### Stated goal
Please extract all of the lines below and reproduce each one verbatim.

* START Given information *

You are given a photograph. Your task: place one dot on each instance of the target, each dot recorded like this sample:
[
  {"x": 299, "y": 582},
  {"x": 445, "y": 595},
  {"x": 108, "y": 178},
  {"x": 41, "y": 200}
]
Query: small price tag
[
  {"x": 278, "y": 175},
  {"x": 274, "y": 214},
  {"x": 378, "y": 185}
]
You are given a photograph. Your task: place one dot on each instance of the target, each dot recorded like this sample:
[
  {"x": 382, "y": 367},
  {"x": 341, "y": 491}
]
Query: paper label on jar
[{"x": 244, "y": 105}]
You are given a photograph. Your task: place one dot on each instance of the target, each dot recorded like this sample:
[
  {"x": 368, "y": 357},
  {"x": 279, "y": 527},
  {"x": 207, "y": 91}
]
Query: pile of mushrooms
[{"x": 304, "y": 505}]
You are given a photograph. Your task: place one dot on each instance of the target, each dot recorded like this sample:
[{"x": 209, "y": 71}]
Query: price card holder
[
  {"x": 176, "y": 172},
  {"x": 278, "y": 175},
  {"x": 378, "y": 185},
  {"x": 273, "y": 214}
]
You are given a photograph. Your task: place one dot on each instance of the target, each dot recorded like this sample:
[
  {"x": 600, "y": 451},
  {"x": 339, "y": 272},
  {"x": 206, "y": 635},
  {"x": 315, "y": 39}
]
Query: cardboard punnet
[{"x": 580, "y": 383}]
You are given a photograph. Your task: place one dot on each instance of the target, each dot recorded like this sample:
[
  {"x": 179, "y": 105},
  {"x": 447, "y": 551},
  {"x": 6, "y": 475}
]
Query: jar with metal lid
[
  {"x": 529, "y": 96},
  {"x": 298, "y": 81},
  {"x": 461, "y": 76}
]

* END Given information *

### Final result
You are given a photograph. Your task: place one dot on each instance of the target, each dot recorded like this sample:
[
  {"x": 299, "y": 582},
  {"x": 445, "y": 595},
  {"x": 108, "y": 178},
  {"x": 41, "y": 200}
]
Query: small price tag
[
  {"x": 278, "y": 175},
  {"x": 274, "y": 214},
  {"x": 378, "y": 185}
]
You are given a photograph. Your task: place one dot on each instance of the target, each dot recorded like this sample:
[
  {"x": 382, "y": 367},
  {"x": 341, "y": 491}
]
Query: paper label on jar
[{"x": 244, "y": 105}]
You are given a photograph. Your task: place one dot on each instance of the target, each dot recorded like this sample:
[
  {"x": 368, "y": 357},
  {"x": 279, "y": 527},
  {"x": 207, "y": 91}
]
Query: pile of mushrooms
[{"x": 304, "y": 505}]
You are given a photograph. Your task: place one dot on each instance of the target, each dot recorded like this sample:
[{"x": 209, "y": 71}]
Query: price card holder
[
  {"x": 176, "y": 172},
  {"x": 278, "y": 175},
  {"x": 378, "y": 185},
  {"x": 273, "y": 214}
]
You are given a photograph. Your task: place one dot on each instance of the target, each dot recorded like this sample:
[
  {"x": 600, "y": 451},
  {"x": 339, "y": 272},
  {"x": 206, "y": 635},
  {"x": 315, "y": 39}
]
Query: cardboard punnet
[{"x": 580, "y": 383}]
You are given a photograph. Your task: place one dot on each instance of the target, each dot recorded like this sample:
[
  {"x": 179, "y": 105},
  {"x": 447, "y": 551},
  {"x": 6, "y": 475}
]
Query: jar with metal lid
[
  {"x": 529, "y": 96},
  {"x": 298, "y": 81},
  {"x": 461, "y": 76}
]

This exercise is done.